### Raw records
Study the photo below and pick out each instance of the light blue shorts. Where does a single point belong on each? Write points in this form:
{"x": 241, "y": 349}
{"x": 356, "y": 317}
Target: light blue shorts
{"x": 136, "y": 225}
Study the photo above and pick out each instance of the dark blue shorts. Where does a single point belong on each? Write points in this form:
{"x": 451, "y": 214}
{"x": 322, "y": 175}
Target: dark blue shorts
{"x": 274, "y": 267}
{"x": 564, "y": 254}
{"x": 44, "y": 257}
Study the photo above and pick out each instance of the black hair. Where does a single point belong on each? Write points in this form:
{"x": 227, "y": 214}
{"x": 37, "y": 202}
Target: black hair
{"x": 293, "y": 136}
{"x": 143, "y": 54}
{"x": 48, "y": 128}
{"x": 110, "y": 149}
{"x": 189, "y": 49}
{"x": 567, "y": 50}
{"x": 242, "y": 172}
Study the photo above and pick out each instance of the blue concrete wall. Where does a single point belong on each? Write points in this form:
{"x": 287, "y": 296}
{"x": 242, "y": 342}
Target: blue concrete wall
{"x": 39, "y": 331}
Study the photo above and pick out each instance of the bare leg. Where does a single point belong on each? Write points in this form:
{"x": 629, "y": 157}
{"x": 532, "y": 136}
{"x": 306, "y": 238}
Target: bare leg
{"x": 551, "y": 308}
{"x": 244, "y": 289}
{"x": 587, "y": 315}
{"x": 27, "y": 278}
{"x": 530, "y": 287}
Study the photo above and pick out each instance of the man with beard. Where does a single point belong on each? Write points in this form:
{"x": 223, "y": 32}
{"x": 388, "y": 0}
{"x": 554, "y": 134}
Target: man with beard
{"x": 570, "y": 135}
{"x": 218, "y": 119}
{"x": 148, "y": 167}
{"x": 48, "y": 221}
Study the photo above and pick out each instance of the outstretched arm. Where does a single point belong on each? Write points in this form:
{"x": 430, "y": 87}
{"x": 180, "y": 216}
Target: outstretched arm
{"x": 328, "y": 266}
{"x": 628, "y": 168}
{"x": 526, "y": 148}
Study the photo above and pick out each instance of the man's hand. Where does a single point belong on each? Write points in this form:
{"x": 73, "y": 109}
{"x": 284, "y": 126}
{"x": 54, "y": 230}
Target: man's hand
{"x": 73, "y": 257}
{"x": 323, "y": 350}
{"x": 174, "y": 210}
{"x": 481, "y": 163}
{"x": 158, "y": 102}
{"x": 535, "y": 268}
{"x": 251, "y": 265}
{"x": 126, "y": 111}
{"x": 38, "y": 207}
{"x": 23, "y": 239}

### Short task
Copy out the lines above word for word, all of them.

### Finished task
Study the photo below and pick out each instance of the light blue shorts. Where does a single point belong on each? Write points in this form:
{"x": 241, "y": 349}
{"x": 356, "y": 317}
Target: light blue shorts
{"x": 136, "y": 225}
Study the photo above and pick out each instance of the dark blue shorts. Where does a single point belong on each? Write points in this form:
{"x": 451, "y": 214}
{"x": 322, "y": 175}
Target: dark blue shorts
{"x": 274, "y": 267}
{"x": 564, "y": 254}
{"x": 44, "y": 257}
Study the photo above and pick out each instance of the black hair. Where does a single point belong on each? Write points in this form:
{"x": 227, "y": 214}
{"x": 37, "y": 202}
Target: black hair
{"x": 293, "y": 136}
{"x": 143, "y": 54}
{"x": 48, "y": 128}
{"x": 110, "y": 149}
{"x": 189, "y": 49}
{"x": 567, "y": 50}
{"x": 242, "y": 172}
Study the photo above and pick out each instance of the blue concrete wall. Where does a single point belong on each? Write points in this form:
{"x": 287, "y": 296}
{"x": 242, "y": 342}
Target: blue concrete wall
{"x": 39, "y": 331}
Study the photo above and pick out each instance of the bare leg. Where does a single point belong on each? Write points in this form:
{"x": 629, "y": 157}
{"x": 532, "y": 136}
{"x": 306, "y": 238}
Target: bare leg
{"x": 551, "y": 308}
{"x": 244, "y": 289}
{"x": 587, "y": 315}
{"x": 27, "y": 278}
{"x": 530, "y": 287}
Study the photo above and pick out each instance of the man with beard. Where does a single point belong on each? Write points in this form:
{"x": 223, "y": 32}
{"x": 388, "y": 0}
{"x": 554, "y": 134}
Target: man with beard
{"x": 570, "y": 135}
{"x": 218, "y": 119}
{"x": 148, "y": 167}
{"x": 48, "y": 221}
Study the photo above and pick out each instance of the outstretched arm. Where does a single point belong on each? Write points in this form:
{"x": 430, "y": 87}
{"x": 180, "y": 216}
Target: outstretched arm
{"x": 328, "y": 266}
{"x": 628, "y": 168}
{"x": 526, "y": 148}
Study the photo above and pick out each instance of the man's hand. Where does a single point belong on each? Write points in this form:
{"x": 73, "y": 109}
{"x": 284, "y": 126}
{"x": 54, "y": 230}
Target: man's hand
{"x": 73, "y": 257}
{"x": 323, "y": 350}
{"x": 174, "y": 210}
{"x": 481, "y": 163}
{"x": 158, "y": 102}
{"x": 535, "y": 268}
{"x": 251, "y": 265}
{"x": 126, "y": 111}
{"x": 38, "y": 207}
{"x": 23, "y": 239}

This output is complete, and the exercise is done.